● DESCRIPTION OF THE TASK
Render every line of the items below as a Markdown table with two columns, Row for the row number and Line for the line itself. Leave out any blank lines.

---------- RECORDED DATA ----------

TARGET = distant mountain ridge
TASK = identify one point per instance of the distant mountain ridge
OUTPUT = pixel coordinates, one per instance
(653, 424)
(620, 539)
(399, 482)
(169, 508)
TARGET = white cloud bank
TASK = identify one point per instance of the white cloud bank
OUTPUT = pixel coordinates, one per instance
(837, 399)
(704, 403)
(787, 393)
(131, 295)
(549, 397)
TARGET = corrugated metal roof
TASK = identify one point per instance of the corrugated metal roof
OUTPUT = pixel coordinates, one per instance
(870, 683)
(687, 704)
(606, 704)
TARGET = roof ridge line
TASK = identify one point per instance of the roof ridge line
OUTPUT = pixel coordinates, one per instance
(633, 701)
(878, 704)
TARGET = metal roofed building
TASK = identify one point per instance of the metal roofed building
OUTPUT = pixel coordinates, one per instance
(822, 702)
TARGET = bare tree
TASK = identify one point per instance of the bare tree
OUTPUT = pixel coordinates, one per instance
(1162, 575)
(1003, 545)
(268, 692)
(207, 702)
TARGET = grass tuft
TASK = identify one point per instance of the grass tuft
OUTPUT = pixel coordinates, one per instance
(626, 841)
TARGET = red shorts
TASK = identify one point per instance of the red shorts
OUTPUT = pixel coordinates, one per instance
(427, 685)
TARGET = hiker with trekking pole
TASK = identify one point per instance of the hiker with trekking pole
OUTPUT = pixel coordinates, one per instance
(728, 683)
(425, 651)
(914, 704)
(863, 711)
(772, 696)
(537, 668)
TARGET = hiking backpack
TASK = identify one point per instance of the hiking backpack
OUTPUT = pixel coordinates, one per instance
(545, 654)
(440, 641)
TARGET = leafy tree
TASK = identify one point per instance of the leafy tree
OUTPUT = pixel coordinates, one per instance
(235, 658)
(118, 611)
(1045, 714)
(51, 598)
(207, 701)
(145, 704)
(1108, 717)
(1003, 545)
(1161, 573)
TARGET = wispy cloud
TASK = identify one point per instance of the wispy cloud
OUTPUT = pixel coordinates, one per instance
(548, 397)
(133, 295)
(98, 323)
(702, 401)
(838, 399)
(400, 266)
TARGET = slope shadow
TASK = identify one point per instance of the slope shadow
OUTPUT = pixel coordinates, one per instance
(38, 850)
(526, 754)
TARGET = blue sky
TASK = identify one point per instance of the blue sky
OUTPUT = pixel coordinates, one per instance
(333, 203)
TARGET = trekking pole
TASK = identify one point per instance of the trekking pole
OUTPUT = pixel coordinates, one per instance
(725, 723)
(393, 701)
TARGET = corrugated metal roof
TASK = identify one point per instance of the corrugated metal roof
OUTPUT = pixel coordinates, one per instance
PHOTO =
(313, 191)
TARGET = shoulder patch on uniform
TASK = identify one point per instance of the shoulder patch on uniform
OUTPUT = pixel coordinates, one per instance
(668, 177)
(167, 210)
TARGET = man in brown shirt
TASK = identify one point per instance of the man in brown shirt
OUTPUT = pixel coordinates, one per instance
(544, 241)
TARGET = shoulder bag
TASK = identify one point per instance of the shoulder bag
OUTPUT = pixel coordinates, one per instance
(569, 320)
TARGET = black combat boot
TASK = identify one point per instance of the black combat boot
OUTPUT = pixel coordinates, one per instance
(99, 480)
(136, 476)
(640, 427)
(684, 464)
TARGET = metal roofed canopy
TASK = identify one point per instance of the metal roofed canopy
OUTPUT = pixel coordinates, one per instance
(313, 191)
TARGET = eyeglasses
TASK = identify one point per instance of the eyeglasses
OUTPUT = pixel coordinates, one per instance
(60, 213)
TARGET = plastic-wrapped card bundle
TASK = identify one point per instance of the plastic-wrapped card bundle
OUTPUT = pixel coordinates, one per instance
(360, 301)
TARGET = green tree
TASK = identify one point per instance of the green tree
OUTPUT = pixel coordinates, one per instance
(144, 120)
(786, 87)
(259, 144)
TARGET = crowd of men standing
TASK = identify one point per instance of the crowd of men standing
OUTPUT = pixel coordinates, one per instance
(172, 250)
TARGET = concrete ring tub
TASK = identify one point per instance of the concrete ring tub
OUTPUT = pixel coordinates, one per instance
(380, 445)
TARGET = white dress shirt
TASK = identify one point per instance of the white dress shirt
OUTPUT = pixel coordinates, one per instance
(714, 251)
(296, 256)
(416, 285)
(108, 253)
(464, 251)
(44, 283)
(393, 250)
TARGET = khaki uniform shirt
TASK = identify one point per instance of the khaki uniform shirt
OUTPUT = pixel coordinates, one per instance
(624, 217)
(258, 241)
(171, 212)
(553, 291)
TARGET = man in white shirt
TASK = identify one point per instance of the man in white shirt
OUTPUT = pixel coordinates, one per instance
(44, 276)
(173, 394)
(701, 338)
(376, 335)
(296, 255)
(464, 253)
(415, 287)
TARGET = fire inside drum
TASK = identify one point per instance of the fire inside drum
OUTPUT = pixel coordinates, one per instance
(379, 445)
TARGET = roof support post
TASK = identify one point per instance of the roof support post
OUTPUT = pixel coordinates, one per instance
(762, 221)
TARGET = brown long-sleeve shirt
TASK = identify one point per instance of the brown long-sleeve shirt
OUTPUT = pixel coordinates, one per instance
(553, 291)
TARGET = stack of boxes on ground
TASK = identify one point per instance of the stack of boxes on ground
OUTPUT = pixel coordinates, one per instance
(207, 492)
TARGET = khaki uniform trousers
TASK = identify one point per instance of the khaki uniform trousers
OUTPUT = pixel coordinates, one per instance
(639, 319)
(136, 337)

----------

● THE RESULT
| Row | Line |
|---|---|
| 1 | TARGET = distant mountain ridge |
| 2 | TASK = identify one point per instance of the distant mountain ridge |
| 3 | OUTPUT = pixel coordinates, one per instance |
| 4 | (653, 424) |
| 5 | (620, 539) |
| 6 | (399, 482) |
| 7 | (169, 508) |
| 8 | TARGET = white cloud bank |
| 9 | TASK = identify one point per instance of the white cloud bank |
| 10 | OUTPUT = pixel coordinates, one per instance |
| 11 | (837, 399) |
| 12 | (704, 403) |
| 13 | (787, 393) |
| 14 | (131, 295) |
| 15 | (549, 397) |
| 16 | TARGET = corrugated metal roof |
| 17 | TASK = identify one point per instance of the corrugated metal roof |
| 18 | OUTPUT = pixel coordinates, one per instance |
| 19 | (870, 683) |
| 20 | (687, 704) |
| 21 | (606, 704) |
| 22 | TARGET = roof ridge line |
| 23 | TASK = identify one point per instance of the roof ridge line |
| 24 | OUTPUT = pixel coordinates, one per instance |
| 25 | (633, 701) |
| 26 | (878, 704) |
| 27 | TARGET = metal roofed building |
| 28 | TASK = identify one point per instance of the metal roofed building |
| 29 | OUTPUT = pixel coordinates, one per instance |
| 30 | (822, 702) |
| 31 | TARGET = bare tree |
| 32 | TASK = identify one point per instance of the bare tree |
| 33 | OUTPUT = pixel coordinates, one per instance |
| 34 | (1162, 575) |
| 35 | (1003, 545) |
| 36 | (268, 692) |
| 37 | (207, 702) |
| 38 | TARGET = grass tuft |
| 39 | TASK = identify one point per instance of the grass tuft |
| 40 | OUTPUT = pixel coordinates, one per instance |
| 41 | (626, 841) |
| 42 | TARGET = red shorts |
| 43 | TASK = identify one point per instance of the red shorts |
| 44 | OUTPUT = pixel coordinates, one per instance |
| 45 | (427, 685) |
| 46 | TARGET = hiker with trekking pole |
| 47 | TASK = identify one point per instance of the hiker with trekking pole |
| 48 | OUTPUT = pixel coordinates, one per instance |
| 49 | (728, 683) |
| 50 | (425, 651) |
| 51 | (914, 704) |
| 52 | (863, 711) |
| 53 | (772, 696) |
| 54 | (537, 668) |
| 55 | TARGET = hiking backpack |
| 56 | TASK = identify one point per instance of the hiking backpack |
| 57 | OUTPUT = pixel coordinates, one per instance |
| 58 | (545, 654) |
| 59 | (440, 641) |
| 60 | TARGET = leafy tree |
| 61 | TASK = identify one point per instance of the leafy tree |
| 62 | OUTPUT = pixel coordinates, one per instance |
| 63 | (235, 658) |
| 64 | (118, 611) |
| 65 | (1045, 714) |
| 66 | (51, 598) |
| 67 | (207, 701) |
| 68 | (145, 704) |
| 69 | (1108, 717) |
| 70 | (1003, 545) |
| 71 | (1161, 573) |
| 72 | TARGET = wispy cloud |
| 73 | TASK = identify one point per instance of the wispy cloud |
| 74 | OUTPUT = pixel coordinates, one per instance |
| 75 | (548, 397) |
| 76 | (133, 295) |
| 77 | (98, 323) |
| 78 | (702, 401) |
| 79 | (838, 399) |
| 80 | (400, 266) |
| 81 | TARGET = slope shadow |
| 82 | TASK = identify one point per instance of the slope shadow |
| 83 | OUTPUT = pixel coordinates, one per instance |
| 84 | (38, 850) |
| 85 | (526, 754) |
| 86 | TARGET = blue sky |
| 87 | TASK = identify one point per instance of the blue sky |
| 88 | OUTPUT = pixel coordinates, one per instance |
| 89 | (333, 203) |
| 90 | TARGET = trekking pole |
| 91 | TASK = identify one point per instance of the trekking pole |
| 92 | OUTPUT = pixel coordinates, one per instance |
| 93 | (725, 723) |
| 94 | (393, 701) |
| 95 | TARGET = corrugated metal roof |
| 96 | TASK = identify one point per instance of the corrugated metal roof |
| 97 | OUTPUT = pixel coordinates, one per instance |
| 98 | PHOTO = |
| 99 | (313, 191) |
| 100 | TARGET = shoulder patch on uniform |
| 101 | TASK = identify one point per instance of the shoulder patch on uniform |
| 102 | OUTPUT = pixel coordinates, one per instance |
| 103 | (668, 177) |
| 104 | (167, 210) |
| 105 | TARGET = man in brown shirt |
| 106 | TASK = identify one point per instance of the man in brown shirt |
| 107 | OUTPUT = pixel coordinates, one per instance |
| 108 | (544, 241) |
| 109 | TARGET = shoulder bag |
| 110 | TASK = identify one point per instance of the shoulder bag |
| 111 | OUTPUT = pixel coordinates, one per instance |
| 112 | (569, 320) |
| 113 | TARGET = black combat boot |
| 114 | TASK = identify one point per instance of the black combat boot |
| 115 | OUTPUT = pixel coordinates, one per instance |
| 116 | (99, 480) |
| 117 | (136, 476) |
| 118 | (640, 427) |
| 119 | (684, 464) |
| 120 | TARGET = metal roofed canopy |
| 121 | TASK = identify one point per instance of the metal roofed canopy |
| 122 | OUTPUT = pixel coordinates, one per instance |
| 123 | (313, 191) |
| 124 | TARGET = eyeglasses |
| 125 | TASK = identify one point per instance of the eyeglasses |
| 126 | OUTPUT = pixel coordinates, one per instance |
| 127 | (60, 213) |
| 128 | TARGET = plastic-wrapped card bundle |
| 129 | TASK = identify one point per instance of the plastic-wrapped card bundle |
| 130 | OUTPUT = pixel coordinates, one per instance |
| 131 | (360, 301) |
| 132 | TARGET = green tree |
| 133 | TASK = identify one point per instance of the green tree |
| 134 | OUTPUT = pixel coordinates, one per instance |
| 135 | (144, 120) |
| 136 | (786, 87) |
| 137 | (259, 144) |
| 138 | TARGET = crowd of men standing |
| 139 | TASK = identify one point per instance of the crowd of men standing |
| 140 | OUTPUT = pixel coordinates, one per instance |
| 141 | (172, 250) |
| 142 | TARGET = concrete ring tub |
| 143 | TASK = identify one point per instance of the concrete ring tub |
| 144 | OUTPUT = pixel coordinates, one per instance |
| 145 | (380, 445) |
| 146 | TARGET = white dress shirt |
| 147 | TASK = identify one point per instance of the white dress shirt |
| 148 | OUTPUT = pixel coordinates, one per instance |
| 149 | (714, 251) |
| 150 | (296, 256) |
| 151 | (416, 285) |
| 152 | (108, 253) |
| 153 | (464, 251) |
| 154 | (44, 283) |
| 155 | (393, 250) |
| 156 | TARGET = khaki uniform shirt |
| 157 | TASK = identify one point per instance of the khaki uniform shirt |
| 158 | OUTPUT = pixel coordinates, one per instance |
| 159 | (624, 217) |
| 160 | (258, 241) |
| 161 | (171, 212) |
| 162 | (553, 291) |
| 163 | TARGET = man in white shirt |
| 164 | TASK = identify one point per instance of the man in white shirt |
| 165 | OUTPUT = pixel coordinates, one per instance |
| 166 | (44, 276) |
| 167 | (173, 394) |
| 168 | (701, 338) |
| 169 | (376, 335) |
| 170 | (296, 255) |
| 171 | (464, 253) |
| 172 | (415, 287) |
| 173 | TARGET = fire inside drum |
| 174 | TASK = identify one point per instance of the fire inside drum |
| 175 | OUTPUT = pixel coordinates, one per instance |
| 176 | (379, 445) |
| 177 | TARGET = roof support post |
| 178 | TASK = identify one point per instance of the roof support post |
| 179 | OUTPUT = pixel coordinates, one per instance |
| 180 | (762, 221) |
| 181 | TARGET = brown long-sleeve shirt |
| 182 | TASK = identify one point per instance of the brown long-sleeve shirt |
| 183 | OUTPUT = pixel coordinates, one per instance |
| 184 | (553, 291) |
| 185 | TARGET = stack of boxes on ground |
| 186 | TASK = identify one point per instance of the stack of boxes on ground |
| 187 | OUTPUT = pixel coordinates, one per instance |
| 188 | (207, 492) |
| 189 | TARGET = khaki uniform trousers |
| 190 | TASK = identify one point per instance of the khaki uniform trousers |
| 191 | OUTPUT = pixel coordinates, one per instance |
| 192 | (639, 319) |
| 193 | (136, 337) |